* PROBLEM DESCRIPTION *
Reproduce every line of the material below character for character, omitting the pictures.

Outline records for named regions
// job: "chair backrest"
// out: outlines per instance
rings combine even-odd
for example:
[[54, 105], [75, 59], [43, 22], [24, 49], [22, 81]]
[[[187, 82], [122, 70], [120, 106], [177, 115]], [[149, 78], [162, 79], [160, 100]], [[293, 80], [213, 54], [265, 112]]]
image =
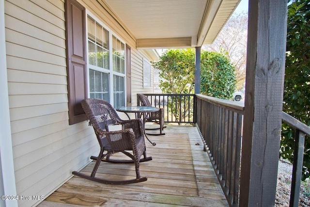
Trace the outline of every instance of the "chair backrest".
[[142, 94], [139, 94], [138, 95], [139, 99], [140, 99], [140, 102], [142, 106], [152, 106], [151, 102], [149, 100], [149, 99]]
[[82, 107], [95, 129], [108, 131], [109, 125], [117, 125], [122, 121], [114, 108], [104, 100], [87, 98], [82, 101]]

* SOLUTION TO THIS PROBLEM *
// job: "chair backrest"
// out: outlines per instance
rings combine even-odd
for example:
[[54, 105], [75, 59], [43, 22], [24, 49], [22, 81]]
[[[187, 82], [122, 70], [120, 106], [177, 115]], [[149, 78], [162, 79], [160, 100]], [[293, 80], [213, 54], [265, 112]]]
image =
Trace the outline of every instance of the "chair backrest".
[[142, 94], [139, 94], [138, 95], [139, 99], [140, 99], [140, 102], [142, 106], [152, 106], [151, 102], [149, 100], [149, 99]]
[[82, 107], [95, 129], [108, 131], [109, 125], [117, 125], [122, 121], [114, 108], [104, 100], [87, 98], [82, 101]]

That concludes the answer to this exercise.